**REQUEST:** Please pull out every line below that contains the word "surface", matching case exactly.

**Location identification items:**
########################################

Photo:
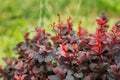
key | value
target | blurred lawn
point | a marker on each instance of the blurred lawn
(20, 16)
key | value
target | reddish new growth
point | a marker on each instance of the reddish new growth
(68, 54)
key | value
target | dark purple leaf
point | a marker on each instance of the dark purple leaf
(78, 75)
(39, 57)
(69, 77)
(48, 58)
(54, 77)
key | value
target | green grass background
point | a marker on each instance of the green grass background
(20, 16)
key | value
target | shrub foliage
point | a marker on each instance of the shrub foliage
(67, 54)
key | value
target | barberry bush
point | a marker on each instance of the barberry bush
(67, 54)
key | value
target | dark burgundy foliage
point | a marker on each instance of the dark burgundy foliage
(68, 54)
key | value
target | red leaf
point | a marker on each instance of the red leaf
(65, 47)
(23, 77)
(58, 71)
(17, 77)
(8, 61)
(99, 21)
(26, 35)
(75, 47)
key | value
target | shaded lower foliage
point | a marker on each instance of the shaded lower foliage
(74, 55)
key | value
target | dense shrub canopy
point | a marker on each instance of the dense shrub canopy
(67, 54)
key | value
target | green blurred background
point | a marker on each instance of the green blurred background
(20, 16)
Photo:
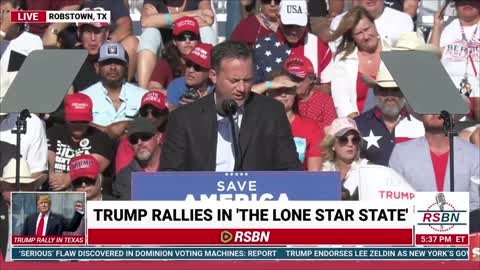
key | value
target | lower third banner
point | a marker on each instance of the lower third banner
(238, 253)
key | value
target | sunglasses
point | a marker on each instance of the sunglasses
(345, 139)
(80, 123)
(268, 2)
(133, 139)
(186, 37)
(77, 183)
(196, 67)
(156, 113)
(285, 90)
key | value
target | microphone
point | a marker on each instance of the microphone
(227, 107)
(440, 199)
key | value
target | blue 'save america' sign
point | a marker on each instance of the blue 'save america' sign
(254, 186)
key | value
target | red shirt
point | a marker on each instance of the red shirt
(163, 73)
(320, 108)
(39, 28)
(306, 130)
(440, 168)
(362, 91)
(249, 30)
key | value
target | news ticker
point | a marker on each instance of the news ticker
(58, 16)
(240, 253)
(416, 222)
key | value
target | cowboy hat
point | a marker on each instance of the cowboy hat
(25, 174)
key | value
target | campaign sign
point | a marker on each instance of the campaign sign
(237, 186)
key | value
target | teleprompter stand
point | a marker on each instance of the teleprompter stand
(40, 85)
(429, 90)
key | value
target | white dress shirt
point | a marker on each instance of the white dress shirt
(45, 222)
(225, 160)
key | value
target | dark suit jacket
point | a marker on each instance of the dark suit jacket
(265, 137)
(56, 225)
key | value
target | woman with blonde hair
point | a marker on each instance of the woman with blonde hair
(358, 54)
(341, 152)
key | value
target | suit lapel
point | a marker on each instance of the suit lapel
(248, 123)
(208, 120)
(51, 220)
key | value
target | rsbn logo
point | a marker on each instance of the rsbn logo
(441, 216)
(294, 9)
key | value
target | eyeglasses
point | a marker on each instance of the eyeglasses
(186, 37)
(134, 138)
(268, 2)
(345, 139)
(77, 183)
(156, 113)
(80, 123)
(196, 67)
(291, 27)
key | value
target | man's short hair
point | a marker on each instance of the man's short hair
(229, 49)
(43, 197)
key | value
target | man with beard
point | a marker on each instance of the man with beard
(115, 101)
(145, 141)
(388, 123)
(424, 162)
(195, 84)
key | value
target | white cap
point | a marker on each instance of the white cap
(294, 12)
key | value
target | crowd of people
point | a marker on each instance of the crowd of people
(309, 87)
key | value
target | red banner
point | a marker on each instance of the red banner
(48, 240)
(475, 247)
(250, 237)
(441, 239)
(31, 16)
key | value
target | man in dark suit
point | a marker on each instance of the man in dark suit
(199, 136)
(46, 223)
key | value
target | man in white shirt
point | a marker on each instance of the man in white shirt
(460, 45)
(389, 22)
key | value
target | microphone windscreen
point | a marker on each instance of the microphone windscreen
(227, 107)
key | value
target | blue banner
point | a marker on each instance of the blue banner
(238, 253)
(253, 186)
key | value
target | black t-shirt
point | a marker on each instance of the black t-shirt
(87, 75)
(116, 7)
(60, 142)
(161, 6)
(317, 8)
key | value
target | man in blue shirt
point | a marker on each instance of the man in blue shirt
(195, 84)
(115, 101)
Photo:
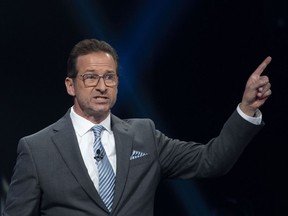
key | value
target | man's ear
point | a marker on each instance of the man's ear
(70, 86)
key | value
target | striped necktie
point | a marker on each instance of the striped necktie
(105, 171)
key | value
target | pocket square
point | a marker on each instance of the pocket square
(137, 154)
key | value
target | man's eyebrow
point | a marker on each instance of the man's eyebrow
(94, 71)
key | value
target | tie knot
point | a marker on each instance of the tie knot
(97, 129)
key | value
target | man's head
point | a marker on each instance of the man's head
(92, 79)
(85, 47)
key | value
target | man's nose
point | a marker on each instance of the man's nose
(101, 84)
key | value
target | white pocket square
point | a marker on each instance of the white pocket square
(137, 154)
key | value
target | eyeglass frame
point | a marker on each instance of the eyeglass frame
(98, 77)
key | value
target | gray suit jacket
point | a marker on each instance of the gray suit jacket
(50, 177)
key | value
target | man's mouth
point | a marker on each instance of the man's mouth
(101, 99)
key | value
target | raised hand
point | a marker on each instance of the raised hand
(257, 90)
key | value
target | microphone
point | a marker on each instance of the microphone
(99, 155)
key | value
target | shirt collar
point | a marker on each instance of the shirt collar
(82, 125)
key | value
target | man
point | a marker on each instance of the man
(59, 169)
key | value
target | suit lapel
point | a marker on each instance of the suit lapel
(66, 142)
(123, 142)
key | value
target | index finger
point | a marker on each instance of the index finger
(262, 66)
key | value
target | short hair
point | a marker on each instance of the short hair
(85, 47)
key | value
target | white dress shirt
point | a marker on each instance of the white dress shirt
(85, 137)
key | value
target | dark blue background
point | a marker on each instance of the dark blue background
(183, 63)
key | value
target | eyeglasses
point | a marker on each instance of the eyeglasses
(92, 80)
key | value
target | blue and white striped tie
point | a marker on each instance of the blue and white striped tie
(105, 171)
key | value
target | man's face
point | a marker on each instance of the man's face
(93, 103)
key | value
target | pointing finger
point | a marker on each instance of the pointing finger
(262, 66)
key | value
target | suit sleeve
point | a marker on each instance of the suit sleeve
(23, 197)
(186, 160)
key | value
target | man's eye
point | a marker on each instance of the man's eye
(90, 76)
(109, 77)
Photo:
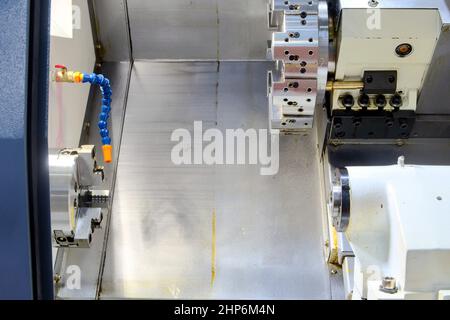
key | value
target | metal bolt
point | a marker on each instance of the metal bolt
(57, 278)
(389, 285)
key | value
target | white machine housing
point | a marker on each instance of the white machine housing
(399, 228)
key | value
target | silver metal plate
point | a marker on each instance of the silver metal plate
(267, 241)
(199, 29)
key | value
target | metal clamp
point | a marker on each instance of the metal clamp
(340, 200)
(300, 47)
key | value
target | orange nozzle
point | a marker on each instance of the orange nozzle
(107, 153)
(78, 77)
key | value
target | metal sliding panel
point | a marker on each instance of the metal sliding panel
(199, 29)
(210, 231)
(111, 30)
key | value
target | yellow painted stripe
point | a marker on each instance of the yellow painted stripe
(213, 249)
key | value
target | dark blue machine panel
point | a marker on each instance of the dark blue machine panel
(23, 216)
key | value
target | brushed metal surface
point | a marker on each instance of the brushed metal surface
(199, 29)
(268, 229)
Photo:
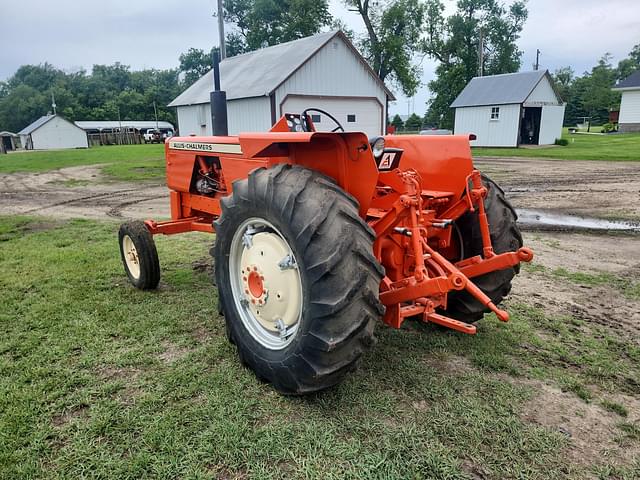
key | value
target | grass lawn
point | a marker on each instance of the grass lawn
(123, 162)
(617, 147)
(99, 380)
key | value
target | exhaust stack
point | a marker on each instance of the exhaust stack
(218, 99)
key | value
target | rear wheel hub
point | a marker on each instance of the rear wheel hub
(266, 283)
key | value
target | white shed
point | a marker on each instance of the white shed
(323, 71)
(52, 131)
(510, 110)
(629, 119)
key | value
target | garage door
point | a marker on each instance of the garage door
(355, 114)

########################################

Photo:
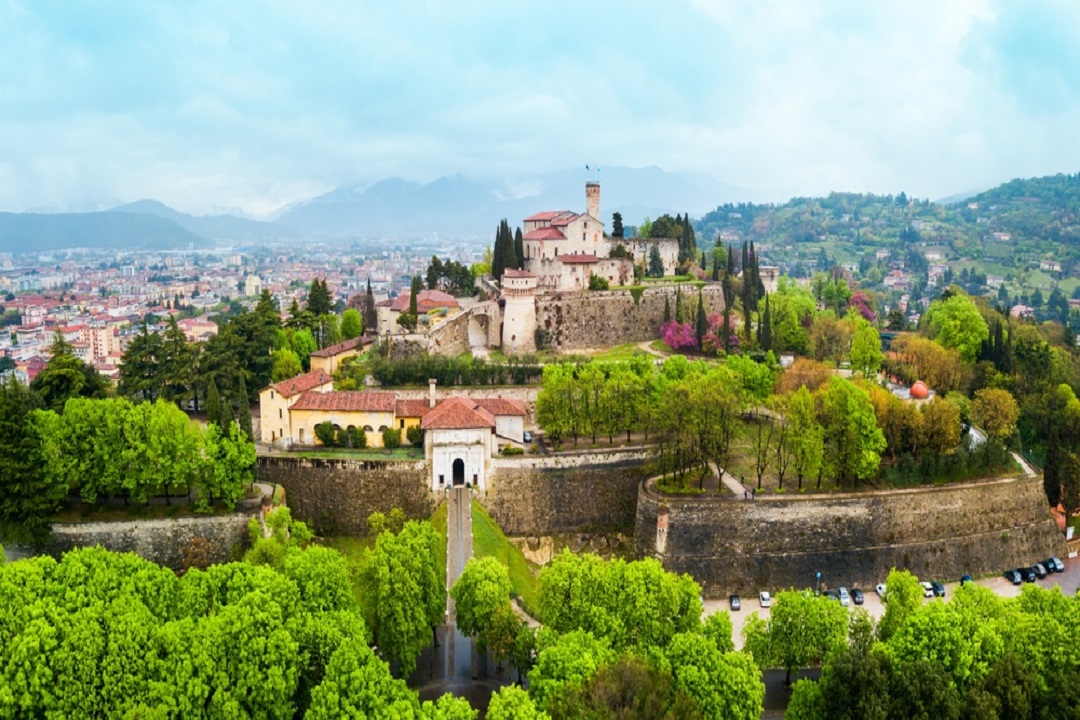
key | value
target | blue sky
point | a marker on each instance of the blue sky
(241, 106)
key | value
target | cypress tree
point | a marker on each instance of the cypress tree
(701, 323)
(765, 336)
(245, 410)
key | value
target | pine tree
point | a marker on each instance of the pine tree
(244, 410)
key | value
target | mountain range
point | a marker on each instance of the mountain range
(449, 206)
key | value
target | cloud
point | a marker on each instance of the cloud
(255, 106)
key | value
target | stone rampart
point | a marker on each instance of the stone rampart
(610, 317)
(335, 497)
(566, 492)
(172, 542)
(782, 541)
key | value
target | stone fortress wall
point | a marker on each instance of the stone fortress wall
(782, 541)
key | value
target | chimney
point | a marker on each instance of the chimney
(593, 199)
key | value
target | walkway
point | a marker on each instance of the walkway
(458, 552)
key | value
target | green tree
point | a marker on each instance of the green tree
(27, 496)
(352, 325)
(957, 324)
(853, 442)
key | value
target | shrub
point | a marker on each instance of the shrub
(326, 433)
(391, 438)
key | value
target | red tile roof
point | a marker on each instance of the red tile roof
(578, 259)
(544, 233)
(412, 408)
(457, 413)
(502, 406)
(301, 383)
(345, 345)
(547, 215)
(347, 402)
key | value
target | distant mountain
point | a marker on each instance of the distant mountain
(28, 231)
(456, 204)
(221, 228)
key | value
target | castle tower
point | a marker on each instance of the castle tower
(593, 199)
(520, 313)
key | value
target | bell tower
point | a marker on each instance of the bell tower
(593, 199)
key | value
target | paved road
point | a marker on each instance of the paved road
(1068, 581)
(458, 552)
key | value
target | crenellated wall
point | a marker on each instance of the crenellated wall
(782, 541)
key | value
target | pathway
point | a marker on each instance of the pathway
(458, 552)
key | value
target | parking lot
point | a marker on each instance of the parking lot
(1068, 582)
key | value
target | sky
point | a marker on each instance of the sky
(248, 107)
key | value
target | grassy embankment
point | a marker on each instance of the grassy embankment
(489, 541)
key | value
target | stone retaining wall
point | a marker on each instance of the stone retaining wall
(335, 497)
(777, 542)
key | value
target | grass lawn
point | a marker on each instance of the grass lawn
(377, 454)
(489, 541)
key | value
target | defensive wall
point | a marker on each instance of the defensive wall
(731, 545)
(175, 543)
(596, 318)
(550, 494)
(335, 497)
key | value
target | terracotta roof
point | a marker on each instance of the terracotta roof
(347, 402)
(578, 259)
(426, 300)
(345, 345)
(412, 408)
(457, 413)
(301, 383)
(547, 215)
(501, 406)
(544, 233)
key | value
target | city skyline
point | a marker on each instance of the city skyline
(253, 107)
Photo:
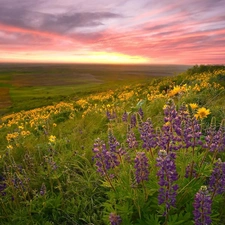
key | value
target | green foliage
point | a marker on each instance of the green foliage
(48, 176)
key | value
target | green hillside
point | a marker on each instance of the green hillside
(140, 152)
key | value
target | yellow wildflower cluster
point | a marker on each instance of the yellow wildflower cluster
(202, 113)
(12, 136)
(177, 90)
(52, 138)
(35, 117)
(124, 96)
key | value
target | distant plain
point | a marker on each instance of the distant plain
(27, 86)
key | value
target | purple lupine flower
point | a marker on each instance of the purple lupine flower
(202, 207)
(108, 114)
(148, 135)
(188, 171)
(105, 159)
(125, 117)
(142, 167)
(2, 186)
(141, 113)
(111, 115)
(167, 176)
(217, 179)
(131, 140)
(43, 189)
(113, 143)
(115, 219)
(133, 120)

########################################

**RESPONSE:**
target | brushed metal surface
point | a marker on each instance of the brushed metal surface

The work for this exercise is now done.